Stated goal 1 » In the forum thread, what does the quoted ebuild change make pkg_setup do?
Stated goal 2 » Rewrite everything in the forum thread from "That should at" down to "portage at all.", using "the package manager" in place of "portage".
Stated goal 3 » Check each statement against the forum thread and answer yes or no, quoting the words that decide it. (a) The 3.7 package compiled without trouble the previous time. (b) The ebuild change came with a revision bump. (c) The quoted changelog entry is dated 01 Apr 2006.

This is madness I already have 3.7 and last time it compiled without any fuss. This is not even a different ebuild revision: it's the same package , how can it be refusing to go ahead now?

seems like it thinks the current script is "old" as well.

Can anyone make any sense of that for me?

TIA, Gentree.   :Cool: 

----------

## PaulBredbury

 *Gentree wrote:*   

> The crazy thing is , nothing has been upgraded both packages are exactly the same version as yesterday, it is just rebuilding what is already installed and working.

 

I'd say the cause is the ebuild change without a revision bump:

 *Quote:*   

> 01 Apr 2006; Alin Nastac <mrness@gentoo.org> rp-pppoe-3.7.ebuild:
> 
> Bail out in pkg_setup if the old /etc/init.d/rp-pppoe still exist.

 

----------

## Gentree

thanks,

I had a sneaking suspicion is might be something stupid like that.

This is just sloppy and one of those annoying things that makes gentoo a PITA to maintain.

rebuilding an installed pkg should NOT require manual intervention and deletion of existing scripts to be replaced by a new one.

That should at least be flagged by a -r1 so that we know there is a change , can look up what it is and mask it if required.

Assuming that there is actually a reason for the change, it would also mean we got a chance to update when it was available. If it has the same number it wont get picked up by portage at all.

Stored rows »
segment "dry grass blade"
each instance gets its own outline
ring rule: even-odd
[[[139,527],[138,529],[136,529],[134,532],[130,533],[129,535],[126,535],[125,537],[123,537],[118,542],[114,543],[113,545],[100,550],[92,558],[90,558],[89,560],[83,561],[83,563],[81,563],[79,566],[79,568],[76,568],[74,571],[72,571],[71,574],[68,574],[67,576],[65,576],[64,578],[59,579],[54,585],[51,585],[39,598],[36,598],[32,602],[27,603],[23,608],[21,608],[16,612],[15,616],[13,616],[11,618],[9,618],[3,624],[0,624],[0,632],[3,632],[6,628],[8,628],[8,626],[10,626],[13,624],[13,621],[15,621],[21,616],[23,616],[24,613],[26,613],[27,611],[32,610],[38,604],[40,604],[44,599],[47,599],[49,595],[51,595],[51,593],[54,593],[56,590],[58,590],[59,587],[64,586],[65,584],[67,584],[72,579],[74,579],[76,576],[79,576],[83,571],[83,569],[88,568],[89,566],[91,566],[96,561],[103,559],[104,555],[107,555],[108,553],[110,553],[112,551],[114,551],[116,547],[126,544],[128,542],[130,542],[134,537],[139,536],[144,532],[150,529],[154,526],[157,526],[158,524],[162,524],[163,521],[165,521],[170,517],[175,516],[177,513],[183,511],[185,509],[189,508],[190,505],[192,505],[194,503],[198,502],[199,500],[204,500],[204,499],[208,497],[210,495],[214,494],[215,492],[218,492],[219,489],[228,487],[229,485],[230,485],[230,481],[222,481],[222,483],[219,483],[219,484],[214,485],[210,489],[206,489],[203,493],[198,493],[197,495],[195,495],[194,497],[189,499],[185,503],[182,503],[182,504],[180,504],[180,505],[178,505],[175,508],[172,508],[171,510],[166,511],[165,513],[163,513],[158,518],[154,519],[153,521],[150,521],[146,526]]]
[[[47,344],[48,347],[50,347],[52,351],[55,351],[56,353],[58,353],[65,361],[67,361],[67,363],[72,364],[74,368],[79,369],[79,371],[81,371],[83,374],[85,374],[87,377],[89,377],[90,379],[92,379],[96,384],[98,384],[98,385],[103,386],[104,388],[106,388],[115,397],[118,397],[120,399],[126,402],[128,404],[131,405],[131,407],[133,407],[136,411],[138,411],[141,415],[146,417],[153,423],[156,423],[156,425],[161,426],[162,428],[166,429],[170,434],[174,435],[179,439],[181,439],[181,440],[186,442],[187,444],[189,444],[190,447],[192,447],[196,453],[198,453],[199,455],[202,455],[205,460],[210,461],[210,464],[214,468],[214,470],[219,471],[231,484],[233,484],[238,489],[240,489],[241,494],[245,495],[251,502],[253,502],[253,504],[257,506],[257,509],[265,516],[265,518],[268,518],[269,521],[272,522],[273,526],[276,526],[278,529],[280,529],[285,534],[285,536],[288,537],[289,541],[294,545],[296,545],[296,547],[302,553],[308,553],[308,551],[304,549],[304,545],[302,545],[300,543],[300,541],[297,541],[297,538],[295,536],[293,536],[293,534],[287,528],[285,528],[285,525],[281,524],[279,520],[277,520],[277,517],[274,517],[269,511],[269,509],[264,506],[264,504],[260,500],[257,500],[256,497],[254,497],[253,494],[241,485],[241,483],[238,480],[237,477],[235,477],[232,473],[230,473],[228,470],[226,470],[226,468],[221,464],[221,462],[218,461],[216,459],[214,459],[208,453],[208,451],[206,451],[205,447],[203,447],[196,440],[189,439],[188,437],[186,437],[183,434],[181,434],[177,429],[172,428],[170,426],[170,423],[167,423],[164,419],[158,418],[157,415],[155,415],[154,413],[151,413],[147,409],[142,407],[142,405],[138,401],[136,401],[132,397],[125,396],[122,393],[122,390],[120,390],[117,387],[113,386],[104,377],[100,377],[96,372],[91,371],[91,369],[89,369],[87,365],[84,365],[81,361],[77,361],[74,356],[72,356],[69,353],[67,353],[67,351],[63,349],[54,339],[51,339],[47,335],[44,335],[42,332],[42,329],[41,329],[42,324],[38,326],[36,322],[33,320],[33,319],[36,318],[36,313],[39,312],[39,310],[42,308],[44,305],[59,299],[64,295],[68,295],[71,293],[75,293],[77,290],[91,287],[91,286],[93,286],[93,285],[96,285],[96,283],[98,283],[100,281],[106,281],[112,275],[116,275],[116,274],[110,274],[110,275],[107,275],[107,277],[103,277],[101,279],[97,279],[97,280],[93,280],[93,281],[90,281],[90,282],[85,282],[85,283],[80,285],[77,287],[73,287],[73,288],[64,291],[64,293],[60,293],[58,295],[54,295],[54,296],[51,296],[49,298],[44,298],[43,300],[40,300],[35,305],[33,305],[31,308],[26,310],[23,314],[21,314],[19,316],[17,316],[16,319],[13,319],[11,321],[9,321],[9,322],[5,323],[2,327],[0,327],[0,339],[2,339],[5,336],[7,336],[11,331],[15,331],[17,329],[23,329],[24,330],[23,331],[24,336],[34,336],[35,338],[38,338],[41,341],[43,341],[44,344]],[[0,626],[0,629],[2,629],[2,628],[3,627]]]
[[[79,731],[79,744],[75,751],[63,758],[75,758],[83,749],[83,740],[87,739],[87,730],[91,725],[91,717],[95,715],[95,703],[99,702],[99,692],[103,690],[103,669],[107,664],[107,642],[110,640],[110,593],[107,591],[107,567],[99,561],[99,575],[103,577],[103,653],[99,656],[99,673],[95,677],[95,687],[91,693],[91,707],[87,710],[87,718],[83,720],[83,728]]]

---

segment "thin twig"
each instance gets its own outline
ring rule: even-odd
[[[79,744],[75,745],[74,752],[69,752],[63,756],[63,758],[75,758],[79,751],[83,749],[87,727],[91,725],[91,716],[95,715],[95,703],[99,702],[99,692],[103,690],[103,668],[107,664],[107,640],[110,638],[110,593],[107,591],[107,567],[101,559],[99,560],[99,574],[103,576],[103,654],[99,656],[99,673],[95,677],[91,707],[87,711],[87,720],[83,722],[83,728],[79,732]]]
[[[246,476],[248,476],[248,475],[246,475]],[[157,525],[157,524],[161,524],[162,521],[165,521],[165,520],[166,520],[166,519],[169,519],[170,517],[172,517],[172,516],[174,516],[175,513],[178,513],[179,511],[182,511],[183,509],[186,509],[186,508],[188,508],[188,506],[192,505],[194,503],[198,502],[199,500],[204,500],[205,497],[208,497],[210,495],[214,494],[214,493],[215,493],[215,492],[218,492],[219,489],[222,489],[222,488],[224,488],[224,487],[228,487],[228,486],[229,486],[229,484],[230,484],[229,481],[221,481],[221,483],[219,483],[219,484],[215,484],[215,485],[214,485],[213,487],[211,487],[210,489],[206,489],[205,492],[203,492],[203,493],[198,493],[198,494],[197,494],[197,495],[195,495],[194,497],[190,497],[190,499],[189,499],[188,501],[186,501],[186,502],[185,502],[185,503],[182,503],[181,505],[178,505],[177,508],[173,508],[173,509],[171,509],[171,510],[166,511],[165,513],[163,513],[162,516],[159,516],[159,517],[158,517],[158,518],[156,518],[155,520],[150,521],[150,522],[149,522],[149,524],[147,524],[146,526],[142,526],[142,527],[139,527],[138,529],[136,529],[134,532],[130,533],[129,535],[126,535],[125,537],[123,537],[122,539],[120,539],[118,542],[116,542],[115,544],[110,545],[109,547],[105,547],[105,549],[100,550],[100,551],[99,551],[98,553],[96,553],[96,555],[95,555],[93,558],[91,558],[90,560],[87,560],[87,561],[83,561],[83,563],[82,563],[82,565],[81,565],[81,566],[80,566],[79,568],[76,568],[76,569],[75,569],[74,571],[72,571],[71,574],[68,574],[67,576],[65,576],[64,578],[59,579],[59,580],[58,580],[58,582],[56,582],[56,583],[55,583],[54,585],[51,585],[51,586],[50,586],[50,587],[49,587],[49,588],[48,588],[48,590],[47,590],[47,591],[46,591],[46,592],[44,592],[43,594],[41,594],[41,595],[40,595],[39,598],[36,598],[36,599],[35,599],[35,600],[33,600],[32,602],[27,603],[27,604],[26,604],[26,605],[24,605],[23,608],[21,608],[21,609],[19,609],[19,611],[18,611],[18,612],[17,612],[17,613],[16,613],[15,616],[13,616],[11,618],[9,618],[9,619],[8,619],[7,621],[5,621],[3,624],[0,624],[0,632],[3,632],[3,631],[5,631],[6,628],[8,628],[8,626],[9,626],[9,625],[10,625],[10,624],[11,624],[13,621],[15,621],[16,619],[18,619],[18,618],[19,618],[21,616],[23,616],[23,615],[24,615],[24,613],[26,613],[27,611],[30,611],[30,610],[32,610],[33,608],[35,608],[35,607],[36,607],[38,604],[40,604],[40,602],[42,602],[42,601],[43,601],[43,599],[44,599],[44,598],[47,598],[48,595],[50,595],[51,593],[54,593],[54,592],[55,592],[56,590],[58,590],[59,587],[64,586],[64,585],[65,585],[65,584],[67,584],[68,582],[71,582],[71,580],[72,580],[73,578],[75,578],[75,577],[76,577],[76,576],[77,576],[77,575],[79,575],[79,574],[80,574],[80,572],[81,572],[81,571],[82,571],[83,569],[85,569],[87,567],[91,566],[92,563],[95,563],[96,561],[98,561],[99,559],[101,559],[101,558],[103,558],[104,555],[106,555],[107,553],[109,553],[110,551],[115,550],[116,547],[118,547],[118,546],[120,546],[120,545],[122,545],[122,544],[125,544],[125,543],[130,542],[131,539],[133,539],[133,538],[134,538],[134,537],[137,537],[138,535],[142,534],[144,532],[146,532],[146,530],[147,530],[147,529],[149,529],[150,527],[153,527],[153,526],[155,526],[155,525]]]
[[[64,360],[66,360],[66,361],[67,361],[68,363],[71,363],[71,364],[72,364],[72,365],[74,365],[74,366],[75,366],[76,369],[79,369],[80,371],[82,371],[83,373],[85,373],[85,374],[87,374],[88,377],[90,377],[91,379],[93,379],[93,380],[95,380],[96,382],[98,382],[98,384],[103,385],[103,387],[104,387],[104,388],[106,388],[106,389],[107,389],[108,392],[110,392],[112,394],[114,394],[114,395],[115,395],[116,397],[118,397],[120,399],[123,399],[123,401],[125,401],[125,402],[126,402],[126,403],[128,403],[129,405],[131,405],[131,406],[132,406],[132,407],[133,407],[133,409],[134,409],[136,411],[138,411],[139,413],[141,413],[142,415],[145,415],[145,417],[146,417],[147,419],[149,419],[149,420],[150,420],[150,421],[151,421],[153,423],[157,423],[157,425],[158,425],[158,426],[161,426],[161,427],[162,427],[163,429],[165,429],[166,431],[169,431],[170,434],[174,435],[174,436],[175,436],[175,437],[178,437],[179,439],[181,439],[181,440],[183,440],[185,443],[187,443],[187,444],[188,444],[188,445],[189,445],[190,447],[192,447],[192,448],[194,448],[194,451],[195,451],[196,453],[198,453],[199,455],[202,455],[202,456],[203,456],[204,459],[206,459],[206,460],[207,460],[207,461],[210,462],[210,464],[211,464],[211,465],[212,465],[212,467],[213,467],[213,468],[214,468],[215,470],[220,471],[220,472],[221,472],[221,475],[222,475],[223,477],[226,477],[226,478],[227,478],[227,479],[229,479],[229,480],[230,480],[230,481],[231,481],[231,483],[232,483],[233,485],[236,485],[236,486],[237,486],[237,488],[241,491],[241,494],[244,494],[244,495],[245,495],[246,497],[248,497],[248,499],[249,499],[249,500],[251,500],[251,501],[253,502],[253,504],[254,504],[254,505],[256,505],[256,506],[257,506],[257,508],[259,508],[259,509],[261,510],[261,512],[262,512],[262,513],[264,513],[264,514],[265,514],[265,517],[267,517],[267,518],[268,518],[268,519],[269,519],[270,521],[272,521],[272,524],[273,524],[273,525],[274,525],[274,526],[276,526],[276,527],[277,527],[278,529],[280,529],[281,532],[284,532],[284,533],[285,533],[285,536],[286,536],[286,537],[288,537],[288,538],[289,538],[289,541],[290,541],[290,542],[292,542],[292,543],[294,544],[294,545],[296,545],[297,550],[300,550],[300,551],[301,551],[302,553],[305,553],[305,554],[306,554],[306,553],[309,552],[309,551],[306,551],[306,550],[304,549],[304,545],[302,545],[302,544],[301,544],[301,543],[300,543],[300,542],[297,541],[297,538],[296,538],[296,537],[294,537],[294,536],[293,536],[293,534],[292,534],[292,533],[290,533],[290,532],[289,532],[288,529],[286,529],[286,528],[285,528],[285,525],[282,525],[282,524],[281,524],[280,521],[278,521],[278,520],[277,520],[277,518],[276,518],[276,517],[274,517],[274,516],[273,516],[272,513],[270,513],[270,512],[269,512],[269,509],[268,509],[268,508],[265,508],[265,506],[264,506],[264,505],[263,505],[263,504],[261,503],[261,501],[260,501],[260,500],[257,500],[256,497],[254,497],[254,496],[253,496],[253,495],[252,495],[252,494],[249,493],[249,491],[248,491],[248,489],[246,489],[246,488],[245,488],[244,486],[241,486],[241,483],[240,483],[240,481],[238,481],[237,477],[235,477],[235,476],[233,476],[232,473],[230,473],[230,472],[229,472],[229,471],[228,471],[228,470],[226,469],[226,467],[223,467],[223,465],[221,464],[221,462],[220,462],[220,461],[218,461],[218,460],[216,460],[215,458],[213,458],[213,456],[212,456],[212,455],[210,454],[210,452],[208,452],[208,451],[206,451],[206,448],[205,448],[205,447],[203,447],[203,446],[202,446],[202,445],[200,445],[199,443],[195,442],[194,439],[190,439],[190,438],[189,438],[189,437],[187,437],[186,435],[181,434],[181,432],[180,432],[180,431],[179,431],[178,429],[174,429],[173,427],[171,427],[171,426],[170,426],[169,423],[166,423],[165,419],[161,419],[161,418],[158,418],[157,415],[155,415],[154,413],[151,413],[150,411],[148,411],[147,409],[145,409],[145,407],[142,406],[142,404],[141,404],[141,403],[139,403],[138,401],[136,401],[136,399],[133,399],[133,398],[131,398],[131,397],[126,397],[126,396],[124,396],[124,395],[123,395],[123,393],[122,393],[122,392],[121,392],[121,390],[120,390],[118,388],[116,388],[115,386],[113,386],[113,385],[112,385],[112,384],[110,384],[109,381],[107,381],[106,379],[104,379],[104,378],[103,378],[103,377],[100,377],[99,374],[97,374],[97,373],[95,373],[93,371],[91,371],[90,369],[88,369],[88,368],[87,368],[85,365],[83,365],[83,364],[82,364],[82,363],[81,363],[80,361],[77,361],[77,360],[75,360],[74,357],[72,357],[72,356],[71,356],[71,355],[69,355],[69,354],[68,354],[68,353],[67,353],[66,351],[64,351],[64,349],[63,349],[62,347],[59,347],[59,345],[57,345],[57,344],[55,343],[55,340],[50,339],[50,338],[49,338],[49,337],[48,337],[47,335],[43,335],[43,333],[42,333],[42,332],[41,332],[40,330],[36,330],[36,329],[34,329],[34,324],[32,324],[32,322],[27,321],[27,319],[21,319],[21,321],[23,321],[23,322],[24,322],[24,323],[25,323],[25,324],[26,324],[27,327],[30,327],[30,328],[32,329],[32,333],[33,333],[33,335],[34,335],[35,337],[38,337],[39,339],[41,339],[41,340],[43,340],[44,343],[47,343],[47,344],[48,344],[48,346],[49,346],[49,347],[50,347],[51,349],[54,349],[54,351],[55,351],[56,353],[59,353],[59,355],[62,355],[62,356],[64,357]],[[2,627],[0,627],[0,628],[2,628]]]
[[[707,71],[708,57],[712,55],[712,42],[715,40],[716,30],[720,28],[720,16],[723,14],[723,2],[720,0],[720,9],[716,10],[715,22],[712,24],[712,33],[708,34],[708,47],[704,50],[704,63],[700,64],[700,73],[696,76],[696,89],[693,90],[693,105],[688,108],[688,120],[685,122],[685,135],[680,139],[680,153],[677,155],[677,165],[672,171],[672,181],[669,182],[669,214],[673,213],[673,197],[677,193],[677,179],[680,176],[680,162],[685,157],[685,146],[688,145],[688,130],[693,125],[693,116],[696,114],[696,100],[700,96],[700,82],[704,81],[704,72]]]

...

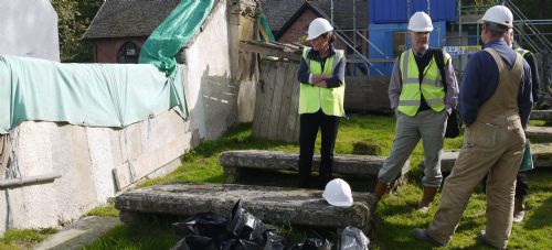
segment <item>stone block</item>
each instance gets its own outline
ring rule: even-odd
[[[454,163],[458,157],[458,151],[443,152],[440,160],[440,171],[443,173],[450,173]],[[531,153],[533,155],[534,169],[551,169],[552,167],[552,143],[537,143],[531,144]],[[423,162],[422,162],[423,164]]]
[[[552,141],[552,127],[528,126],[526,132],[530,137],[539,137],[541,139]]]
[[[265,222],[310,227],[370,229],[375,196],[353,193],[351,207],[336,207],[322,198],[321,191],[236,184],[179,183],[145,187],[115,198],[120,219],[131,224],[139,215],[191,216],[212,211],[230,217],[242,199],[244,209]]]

Expected output 1 » It bails out if the old /etc/init.d/rp-pppoe still exists.

Expected output 2 »
That should at least be flagged by a -r1 so that we know there is a change , can look up what it is and mask it if required.

Assuming that there is actually a reason for the change, it would also mean we got a chance to update when it was available. If it has the same number it wont get picked up by the package manager at all.

Expected output 3 »
(a) Yes: "last time it compiled without any fuss"
(b) No: "the ebuild change without a revision bump"
(c) Yes: "01 Apr 2006"